## start
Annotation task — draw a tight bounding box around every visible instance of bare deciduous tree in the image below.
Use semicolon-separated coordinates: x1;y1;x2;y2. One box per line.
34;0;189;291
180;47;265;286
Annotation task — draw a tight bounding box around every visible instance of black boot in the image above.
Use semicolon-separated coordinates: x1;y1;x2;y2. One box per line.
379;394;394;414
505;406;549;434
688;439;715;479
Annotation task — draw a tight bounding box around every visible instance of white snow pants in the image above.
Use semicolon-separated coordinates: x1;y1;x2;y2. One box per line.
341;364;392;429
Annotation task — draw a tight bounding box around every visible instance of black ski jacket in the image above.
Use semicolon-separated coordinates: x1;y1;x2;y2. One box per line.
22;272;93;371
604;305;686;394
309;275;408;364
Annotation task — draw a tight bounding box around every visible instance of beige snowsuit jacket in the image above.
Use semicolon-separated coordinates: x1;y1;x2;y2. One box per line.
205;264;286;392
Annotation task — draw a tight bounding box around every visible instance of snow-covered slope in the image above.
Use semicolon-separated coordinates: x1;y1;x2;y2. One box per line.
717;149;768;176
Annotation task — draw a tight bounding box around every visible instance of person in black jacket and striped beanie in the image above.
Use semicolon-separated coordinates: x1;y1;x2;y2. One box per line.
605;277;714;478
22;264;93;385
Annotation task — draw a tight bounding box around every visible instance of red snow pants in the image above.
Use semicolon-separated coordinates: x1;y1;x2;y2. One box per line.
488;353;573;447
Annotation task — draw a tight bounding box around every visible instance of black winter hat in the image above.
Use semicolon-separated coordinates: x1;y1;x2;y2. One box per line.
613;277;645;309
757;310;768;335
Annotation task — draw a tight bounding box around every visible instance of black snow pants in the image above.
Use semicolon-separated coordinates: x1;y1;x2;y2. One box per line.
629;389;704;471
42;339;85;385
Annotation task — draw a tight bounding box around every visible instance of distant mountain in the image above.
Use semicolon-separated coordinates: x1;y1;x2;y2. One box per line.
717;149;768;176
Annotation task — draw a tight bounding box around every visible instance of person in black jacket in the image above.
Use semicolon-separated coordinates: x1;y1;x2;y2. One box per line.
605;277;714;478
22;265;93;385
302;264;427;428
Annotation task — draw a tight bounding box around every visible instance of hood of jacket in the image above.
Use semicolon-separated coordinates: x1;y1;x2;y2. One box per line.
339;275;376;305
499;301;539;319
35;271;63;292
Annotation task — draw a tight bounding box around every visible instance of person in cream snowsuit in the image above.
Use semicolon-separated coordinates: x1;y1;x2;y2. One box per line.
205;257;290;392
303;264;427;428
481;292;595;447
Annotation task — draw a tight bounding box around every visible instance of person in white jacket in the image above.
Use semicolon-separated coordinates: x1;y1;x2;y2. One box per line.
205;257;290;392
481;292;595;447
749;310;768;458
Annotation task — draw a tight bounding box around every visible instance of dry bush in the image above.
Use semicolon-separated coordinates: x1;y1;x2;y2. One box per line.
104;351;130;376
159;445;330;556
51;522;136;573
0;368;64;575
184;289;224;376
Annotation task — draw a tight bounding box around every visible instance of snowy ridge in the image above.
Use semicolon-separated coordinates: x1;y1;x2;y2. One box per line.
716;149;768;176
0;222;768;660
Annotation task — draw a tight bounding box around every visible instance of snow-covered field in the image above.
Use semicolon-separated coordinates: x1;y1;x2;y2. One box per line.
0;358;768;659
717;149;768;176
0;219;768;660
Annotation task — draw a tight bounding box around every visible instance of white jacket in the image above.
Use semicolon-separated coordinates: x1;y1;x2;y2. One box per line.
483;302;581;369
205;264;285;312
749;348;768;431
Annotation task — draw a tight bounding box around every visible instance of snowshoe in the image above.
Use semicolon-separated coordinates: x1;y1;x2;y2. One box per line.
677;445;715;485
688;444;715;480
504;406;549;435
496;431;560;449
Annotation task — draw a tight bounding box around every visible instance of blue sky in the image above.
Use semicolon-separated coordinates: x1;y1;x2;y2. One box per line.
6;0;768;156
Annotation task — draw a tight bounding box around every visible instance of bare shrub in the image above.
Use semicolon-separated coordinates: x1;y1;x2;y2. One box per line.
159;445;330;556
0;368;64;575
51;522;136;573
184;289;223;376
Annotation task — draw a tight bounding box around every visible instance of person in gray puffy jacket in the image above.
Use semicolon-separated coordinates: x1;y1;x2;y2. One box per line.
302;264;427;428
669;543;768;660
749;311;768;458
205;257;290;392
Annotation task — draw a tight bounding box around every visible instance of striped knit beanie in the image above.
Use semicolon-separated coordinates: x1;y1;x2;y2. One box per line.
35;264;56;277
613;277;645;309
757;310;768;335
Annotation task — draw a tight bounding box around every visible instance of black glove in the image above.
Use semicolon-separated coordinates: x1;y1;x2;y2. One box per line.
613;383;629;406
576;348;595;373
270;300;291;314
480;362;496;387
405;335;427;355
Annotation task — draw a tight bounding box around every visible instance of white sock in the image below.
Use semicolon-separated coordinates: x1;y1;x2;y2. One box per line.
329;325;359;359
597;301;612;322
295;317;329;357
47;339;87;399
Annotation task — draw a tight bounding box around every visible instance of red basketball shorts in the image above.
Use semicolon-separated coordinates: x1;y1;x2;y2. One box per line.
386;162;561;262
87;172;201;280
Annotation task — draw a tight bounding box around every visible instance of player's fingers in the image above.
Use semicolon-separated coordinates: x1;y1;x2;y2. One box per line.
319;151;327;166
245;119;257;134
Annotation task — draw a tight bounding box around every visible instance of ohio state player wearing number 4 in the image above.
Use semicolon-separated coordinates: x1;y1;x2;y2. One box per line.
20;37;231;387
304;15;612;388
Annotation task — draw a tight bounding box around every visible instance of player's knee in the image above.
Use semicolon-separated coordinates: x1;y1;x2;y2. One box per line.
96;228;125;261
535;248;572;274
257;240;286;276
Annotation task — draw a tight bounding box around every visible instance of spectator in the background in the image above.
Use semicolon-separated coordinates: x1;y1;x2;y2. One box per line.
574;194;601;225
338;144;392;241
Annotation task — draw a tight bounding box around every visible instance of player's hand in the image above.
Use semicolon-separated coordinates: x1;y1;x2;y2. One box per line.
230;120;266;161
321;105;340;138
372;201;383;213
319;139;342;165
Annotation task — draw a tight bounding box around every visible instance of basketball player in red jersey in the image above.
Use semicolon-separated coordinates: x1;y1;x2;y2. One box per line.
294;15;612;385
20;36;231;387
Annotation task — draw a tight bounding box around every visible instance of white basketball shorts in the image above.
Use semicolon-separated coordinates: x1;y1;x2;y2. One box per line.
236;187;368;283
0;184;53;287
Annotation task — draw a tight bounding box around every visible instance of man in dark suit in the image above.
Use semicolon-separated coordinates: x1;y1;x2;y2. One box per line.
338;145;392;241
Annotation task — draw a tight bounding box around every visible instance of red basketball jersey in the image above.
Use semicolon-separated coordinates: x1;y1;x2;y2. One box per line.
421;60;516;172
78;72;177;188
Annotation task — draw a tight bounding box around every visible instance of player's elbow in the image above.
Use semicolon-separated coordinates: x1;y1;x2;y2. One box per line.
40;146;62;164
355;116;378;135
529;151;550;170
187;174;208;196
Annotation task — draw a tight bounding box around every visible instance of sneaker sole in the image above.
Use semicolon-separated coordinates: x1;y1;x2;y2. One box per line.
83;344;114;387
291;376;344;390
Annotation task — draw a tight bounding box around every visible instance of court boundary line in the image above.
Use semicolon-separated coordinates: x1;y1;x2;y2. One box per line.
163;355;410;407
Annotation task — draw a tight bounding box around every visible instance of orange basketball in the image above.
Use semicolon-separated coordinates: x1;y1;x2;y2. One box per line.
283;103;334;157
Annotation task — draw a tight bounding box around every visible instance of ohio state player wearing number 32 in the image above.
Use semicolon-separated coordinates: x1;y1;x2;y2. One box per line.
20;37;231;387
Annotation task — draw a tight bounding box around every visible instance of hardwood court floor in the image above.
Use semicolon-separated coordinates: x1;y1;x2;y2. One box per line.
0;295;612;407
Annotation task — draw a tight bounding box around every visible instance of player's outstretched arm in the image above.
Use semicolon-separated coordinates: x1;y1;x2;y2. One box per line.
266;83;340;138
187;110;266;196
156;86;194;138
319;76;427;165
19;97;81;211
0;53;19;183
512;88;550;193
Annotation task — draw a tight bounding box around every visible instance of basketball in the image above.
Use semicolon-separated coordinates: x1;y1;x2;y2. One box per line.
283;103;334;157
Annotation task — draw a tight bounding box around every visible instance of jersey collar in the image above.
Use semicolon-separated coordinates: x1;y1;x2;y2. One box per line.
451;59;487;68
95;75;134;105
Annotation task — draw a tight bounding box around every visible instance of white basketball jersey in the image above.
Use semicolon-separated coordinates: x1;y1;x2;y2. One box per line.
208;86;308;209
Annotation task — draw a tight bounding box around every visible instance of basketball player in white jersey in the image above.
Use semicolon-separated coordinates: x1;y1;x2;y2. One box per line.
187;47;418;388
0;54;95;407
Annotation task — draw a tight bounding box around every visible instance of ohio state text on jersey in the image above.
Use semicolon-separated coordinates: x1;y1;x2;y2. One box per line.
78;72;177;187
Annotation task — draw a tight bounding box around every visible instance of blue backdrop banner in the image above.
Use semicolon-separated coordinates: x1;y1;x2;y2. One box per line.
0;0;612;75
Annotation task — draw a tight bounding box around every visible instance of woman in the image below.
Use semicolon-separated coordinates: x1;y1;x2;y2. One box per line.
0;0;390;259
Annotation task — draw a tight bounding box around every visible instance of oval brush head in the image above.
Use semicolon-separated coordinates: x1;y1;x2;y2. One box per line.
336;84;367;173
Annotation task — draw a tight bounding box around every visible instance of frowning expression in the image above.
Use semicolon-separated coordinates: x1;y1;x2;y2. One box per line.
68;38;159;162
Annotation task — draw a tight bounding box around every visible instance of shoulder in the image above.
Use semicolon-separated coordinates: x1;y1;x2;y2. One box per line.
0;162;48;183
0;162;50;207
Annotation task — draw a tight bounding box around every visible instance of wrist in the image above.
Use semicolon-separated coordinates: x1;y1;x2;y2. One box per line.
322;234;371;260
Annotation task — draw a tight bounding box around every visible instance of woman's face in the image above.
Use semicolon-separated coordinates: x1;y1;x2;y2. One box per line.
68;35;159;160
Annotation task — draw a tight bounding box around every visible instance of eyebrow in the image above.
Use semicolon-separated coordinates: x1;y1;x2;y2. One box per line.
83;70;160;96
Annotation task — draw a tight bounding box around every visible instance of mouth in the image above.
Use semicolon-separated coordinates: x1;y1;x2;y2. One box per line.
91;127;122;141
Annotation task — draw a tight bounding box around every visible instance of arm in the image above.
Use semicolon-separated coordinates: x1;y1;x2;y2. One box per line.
## end
What you need to do: Retype the rows word for word, from their first line through the line containing "341;364;392;429", with both of those lines included.

Answer below:
Annotation task — draw a tight bounding box around every visible instance of bare deciduous tree in the image below.
Use semicolon-separated coordinates: x1;y1;x2;y2. One box per line.
34;0;189;291
180;47;265;286
Annotation task — draw a tight bounding box around every visible instance of black boot in the image above.
Use semicolon-separated coordinates: x1;y1;x2;y2. One box per line.
379;394;394;414
505;406;549;434
688;439;715;479
Annotation task — draw a tight bounding box around every visible instance of white snow pants in the image above.
Use semicolon-separated coordinates: x1;y1;x2;y2. One box per line.
341;364;392;429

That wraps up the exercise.